Work required
Carry on the background section about plasma display panel electrodes, starting after its final sentence.

Extract
----------

BACKGROUND OF THE INVENTION
1. Field of the Invention
The present invention relates to a front substrate of a plasma display panel, and more particularly, to a method for manufacturing a bus electrode of a front substrate of a plasma display panel, using a sheet.
2. Description of the Background Art
FIG. 1 is an exploded perspective view illustrating a conventional plasma display apparatus.
As shown in FIG. 1, the conventional plasma display apparatus is comprised of a front substrate 10 and a rear substrate 20. The front substrate 10 and the rear substrate 20 are spaced apart from each other and attached in parallel.
A plurality of scan electrodes (11_scan) is arrayed to be in parallel with one another on the front substrate 10. The plurality of scan electrodes (11_scan) are comprised of a transparent electrode (or ITO electrode) (11 a_scan) that is formed of indium tin oxide (ITO), and a bus electrode (11 b_scan), which is on the transparent electrode (11 a_scan), that is formed of metal, such as silver (Ag).

----------

Records shown
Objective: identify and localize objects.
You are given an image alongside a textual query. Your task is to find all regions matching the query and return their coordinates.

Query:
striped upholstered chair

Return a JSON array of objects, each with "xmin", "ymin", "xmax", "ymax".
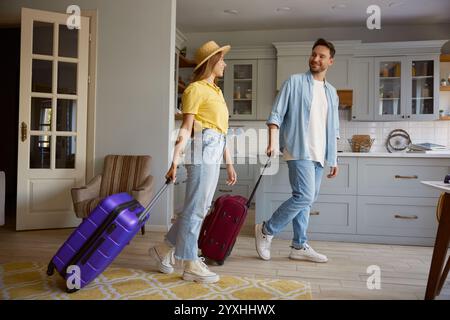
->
[{"xmin": 72, "ymin": 155, "xmax": 153, "ymax": 218}]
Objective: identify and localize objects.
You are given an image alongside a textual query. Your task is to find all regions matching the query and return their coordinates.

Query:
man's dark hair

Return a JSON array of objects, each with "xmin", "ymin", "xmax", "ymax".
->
[{"xmin": 313, "ymin": 38, "xmax": 336, "ymax": 58}]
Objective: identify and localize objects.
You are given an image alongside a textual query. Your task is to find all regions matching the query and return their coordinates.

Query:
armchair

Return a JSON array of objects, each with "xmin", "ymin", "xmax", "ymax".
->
[{"xmin": 71, "ymin": 155, "xmax": 153, "ymax": 218}]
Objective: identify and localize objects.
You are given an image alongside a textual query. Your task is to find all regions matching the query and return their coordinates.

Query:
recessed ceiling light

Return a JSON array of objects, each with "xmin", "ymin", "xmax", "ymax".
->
[
  {"xmin": 388, "ymin": 1, "xmax": 402, "ymax": 8},
  {"xmin": 223, "ymin": 9, "xmax": 238, "ymax": 14},
  {"xmin": 331, "ymin": 3, "xmax": 347, "ymax": 10}
]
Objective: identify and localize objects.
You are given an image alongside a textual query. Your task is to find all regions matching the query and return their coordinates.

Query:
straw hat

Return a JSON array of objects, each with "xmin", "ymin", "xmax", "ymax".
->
[{"xmin": 194, "ymin": 41, "xmax": 231, "ymax": 71}]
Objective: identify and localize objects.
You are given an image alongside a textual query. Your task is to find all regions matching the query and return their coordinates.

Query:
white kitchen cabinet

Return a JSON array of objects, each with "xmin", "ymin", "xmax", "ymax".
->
[
  {"xmin": 358, "ymin": 55, "xmax": 439, "ymax": 121},
  {"xmin": 277, "ymin": 55, "xmax": 309, "ymax": 90},
  {"xmin": 256, "ymin": 59, "xmax": 277, "ymax": 120},
  {"xmin": 350, "ymin": 57, "xmax": 375, "ymax": 121},
  {"xmin": 255, "ymin": 155, "xmax": 450, "ymax": 245},
  {"xmin": 326, "ymin": 54, "xmax": 352, "ymax": 89},
  {"xmin": 219, "ymin": 59, "xmax": 258, "ymax": 120}
]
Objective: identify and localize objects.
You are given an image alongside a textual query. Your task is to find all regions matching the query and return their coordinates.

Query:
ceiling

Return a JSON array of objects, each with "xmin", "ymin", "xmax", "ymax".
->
[{"xmin": 177, "ymin": 0, "xmax": 450, "ymax": 33}]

----------

Answer for this exercise
A sustain electrode (11_sustain) is paired with the scan electrode (11_scan) and arrayed on the front substrate 10. The sustain electrode (11_sustain) is comprised of a transparent electrode (or ITO electrode)(11 a_sustain), and a bus electrode (11 b_sustain), which is located in the same way as the scan electrode (11_scan), that is formed of metal, such as silver (Ag),
A dielectric layer 12 limits discharge current, and serves as an insulater between the scan electrode (11_scan) and the sustain electrode (11_sustain).
A protective layer 13 is formed by depositing magnesium oxide (MgO) on the dielectric layer 12, to facilitate emission of secondary electrons and to protect the scan electrode (11_scan) and the sustain electrode (11_sustain).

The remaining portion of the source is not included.